> **Aim**
Reproduce the following records exactly from the line containing "the white cloud" onward, ending with the last line and including it.

> **Records for this task**

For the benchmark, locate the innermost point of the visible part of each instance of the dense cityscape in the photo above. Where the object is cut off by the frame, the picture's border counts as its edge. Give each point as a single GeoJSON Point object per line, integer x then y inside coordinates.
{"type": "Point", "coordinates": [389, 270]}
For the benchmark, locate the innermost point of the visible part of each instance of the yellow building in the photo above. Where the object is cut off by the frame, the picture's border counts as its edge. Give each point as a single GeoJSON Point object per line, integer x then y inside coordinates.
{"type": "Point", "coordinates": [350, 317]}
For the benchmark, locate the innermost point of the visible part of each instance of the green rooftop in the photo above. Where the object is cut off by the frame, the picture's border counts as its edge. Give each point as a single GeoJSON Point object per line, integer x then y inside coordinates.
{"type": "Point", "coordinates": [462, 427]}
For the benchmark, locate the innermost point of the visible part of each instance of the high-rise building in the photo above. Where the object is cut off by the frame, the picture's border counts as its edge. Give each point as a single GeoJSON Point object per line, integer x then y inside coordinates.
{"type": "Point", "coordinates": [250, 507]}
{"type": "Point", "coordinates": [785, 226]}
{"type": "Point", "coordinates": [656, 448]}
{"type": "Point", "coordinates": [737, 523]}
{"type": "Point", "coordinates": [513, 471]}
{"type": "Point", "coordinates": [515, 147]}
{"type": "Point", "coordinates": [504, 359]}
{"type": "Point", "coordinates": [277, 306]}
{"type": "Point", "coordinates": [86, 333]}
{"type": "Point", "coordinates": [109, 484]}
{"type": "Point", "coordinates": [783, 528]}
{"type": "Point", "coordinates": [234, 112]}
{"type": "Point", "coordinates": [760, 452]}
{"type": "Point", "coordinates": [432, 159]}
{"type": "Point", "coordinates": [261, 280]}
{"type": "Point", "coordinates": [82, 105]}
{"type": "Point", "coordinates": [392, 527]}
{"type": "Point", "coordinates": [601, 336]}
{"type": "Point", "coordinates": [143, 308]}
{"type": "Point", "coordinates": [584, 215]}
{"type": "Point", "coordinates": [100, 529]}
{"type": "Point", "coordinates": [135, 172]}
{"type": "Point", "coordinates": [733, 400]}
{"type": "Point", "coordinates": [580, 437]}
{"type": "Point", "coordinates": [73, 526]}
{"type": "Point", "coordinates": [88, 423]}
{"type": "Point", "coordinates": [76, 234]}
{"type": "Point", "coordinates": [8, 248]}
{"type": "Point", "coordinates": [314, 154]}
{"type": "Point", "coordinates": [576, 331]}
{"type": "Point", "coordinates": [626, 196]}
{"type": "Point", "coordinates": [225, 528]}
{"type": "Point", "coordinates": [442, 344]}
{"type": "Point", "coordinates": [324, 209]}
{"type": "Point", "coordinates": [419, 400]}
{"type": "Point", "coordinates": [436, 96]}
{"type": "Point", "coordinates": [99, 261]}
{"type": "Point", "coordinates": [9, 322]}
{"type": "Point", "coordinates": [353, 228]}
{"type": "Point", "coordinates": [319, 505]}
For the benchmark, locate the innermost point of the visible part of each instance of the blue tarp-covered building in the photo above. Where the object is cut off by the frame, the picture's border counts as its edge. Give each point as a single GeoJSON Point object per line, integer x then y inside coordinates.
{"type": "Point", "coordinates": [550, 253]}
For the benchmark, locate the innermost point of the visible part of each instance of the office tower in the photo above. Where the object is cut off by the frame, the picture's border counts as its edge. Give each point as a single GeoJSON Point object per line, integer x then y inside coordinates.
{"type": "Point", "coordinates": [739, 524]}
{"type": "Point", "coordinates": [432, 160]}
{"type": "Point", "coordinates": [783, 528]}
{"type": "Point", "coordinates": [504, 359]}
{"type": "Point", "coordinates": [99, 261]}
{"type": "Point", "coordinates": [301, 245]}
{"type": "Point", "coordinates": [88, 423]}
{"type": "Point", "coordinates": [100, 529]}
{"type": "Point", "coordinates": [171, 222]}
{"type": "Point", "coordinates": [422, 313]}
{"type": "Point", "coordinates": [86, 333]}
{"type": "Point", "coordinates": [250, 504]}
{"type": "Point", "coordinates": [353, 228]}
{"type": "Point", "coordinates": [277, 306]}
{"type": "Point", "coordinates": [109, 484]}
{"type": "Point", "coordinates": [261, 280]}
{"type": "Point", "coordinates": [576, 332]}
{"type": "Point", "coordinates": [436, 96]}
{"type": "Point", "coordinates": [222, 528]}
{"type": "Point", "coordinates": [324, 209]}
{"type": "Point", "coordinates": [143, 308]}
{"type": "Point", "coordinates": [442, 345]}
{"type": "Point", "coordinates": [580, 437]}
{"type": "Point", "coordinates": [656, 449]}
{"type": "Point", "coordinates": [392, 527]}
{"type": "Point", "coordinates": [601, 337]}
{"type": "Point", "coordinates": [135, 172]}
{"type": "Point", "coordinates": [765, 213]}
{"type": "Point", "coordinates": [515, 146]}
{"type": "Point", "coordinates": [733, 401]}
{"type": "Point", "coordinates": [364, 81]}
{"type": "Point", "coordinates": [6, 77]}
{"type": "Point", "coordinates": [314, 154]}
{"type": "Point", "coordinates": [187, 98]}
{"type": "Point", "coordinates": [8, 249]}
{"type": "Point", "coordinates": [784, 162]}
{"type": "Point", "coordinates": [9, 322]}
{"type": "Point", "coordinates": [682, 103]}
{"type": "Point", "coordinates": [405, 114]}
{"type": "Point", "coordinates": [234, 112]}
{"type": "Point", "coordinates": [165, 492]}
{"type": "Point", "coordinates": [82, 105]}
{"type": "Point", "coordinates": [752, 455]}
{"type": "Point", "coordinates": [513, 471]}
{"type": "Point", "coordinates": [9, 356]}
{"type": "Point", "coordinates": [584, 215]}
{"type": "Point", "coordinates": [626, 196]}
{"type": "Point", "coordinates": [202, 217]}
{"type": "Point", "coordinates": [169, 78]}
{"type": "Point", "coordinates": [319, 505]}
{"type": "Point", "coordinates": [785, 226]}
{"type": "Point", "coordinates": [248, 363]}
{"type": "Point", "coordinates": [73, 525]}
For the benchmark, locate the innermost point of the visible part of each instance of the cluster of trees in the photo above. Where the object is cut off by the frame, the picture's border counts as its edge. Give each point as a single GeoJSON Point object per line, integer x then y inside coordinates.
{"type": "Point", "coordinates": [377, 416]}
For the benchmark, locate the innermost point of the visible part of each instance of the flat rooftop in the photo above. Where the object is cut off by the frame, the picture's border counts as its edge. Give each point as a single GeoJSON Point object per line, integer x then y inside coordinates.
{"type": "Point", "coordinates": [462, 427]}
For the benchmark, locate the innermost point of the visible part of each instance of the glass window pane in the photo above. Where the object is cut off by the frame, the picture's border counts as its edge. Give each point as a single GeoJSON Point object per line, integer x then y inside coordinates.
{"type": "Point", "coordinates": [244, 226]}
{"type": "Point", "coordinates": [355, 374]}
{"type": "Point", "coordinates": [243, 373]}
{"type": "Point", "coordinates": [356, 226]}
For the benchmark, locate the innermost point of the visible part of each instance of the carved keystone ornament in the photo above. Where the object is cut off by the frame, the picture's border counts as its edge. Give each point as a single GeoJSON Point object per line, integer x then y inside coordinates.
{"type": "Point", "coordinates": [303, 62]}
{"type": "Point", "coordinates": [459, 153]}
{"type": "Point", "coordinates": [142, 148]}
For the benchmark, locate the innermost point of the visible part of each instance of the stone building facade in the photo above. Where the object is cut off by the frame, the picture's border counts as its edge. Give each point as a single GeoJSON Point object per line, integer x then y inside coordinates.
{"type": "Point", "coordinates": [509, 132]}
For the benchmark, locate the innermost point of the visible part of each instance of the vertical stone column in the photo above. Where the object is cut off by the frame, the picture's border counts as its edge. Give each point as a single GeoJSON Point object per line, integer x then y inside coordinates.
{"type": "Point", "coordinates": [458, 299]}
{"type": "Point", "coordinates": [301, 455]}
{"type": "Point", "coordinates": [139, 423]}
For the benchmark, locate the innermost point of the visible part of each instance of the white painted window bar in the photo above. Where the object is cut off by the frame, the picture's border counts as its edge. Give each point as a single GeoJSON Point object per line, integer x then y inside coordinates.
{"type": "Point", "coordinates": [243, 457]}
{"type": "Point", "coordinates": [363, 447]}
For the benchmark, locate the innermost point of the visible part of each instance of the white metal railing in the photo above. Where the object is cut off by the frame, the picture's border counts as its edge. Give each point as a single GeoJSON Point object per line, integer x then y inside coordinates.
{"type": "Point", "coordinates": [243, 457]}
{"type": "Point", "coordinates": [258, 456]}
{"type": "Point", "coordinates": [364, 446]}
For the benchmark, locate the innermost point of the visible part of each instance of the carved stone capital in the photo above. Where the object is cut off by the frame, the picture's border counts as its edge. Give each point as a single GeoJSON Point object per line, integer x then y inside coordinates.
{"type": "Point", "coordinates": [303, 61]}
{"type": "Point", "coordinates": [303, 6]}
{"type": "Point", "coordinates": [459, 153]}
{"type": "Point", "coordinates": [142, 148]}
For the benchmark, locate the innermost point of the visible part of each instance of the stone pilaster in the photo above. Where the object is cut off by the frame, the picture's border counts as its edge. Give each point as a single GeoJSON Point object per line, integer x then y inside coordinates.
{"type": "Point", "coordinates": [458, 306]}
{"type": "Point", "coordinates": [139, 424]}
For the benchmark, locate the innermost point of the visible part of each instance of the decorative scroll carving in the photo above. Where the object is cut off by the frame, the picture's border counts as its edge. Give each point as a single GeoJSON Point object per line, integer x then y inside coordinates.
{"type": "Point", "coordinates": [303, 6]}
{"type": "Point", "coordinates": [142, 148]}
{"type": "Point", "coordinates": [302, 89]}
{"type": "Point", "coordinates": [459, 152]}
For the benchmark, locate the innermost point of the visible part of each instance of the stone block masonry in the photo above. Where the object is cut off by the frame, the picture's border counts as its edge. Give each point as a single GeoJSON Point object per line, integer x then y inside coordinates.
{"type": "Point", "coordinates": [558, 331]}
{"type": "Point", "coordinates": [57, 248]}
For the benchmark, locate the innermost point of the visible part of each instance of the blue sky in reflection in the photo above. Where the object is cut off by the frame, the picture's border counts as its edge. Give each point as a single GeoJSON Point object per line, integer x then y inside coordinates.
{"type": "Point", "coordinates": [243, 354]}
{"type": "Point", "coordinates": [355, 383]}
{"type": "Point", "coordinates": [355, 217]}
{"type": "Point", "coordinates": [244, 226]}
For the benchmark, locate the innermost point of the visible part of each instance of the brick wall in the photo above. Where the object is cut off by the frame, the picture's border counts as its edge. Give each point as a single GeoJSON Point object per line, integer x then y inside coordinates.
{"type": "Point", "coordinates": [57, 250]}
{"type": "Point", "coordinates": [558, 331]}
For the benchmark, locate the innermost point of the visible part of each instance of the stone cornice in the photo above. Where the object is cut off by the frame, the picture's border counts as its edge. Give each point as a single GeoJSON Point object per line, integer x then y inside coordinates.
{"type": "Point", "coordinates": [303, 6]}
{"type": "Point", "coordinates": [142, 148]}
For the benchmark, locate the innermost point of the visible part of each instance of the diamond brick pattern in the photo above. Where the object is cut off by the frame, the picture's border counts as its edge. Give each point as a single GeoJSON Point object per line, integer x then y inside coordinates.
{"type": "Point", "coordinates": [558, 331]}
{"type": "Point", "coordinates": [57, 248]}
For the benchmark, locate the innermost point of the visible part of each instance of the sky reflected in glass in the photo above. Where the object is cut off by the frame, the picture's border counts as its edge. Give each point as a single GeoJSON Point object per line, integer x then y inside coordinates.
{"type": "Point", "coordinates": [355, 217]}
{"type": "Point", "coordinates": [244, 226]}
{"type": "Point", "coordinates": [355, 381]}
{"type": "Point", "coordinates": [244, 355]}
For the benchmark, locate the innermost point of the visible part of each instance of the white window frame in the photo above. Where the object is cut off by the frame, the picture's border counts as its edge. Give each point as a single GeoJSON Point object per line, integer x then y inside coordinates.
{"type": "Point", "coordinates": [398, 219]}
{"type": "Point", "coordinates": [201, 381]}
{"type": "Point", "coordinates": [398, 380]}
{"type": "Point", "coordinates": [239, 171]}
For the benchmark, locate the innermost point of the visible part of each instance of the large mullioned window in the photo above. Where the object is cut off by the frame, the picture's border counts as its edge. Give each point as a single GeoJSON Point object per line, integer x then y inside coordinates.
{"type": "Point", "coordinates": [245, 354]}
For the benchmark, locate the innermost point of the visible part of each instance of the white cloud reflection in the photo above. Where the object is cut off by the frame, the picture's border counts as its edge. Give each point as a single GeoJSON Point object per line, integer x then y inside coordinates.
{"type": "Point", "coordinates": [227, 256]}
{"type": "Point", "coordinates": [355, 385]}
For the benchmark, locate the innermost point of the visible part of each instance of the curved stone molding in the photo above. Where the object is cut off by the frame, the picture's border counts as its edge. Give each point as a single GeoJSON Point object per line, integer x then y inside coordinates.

> **The solution**
For the benchmark, locate the innermost point of the visible part of each instance of the white cloud reflection in the photo above. Where the object is cut off by the frame, the picture's border counts as its edge. Give each point as a single GeoJSON Point object per line, integer x then y inside coordinates.
{"type": "Point", "coordinates": [227, 256]}
{"type": "Point", "coordinates": [355, 385]}
For the benchmark, locate the innermost point of the visible part of each instance of the curved stone molding in the photo above. Where the object is cut off by the frame, the picture's border counts as its edge. Give each point as a single GeoJSON Point object per line, integer x then y inside coordinates.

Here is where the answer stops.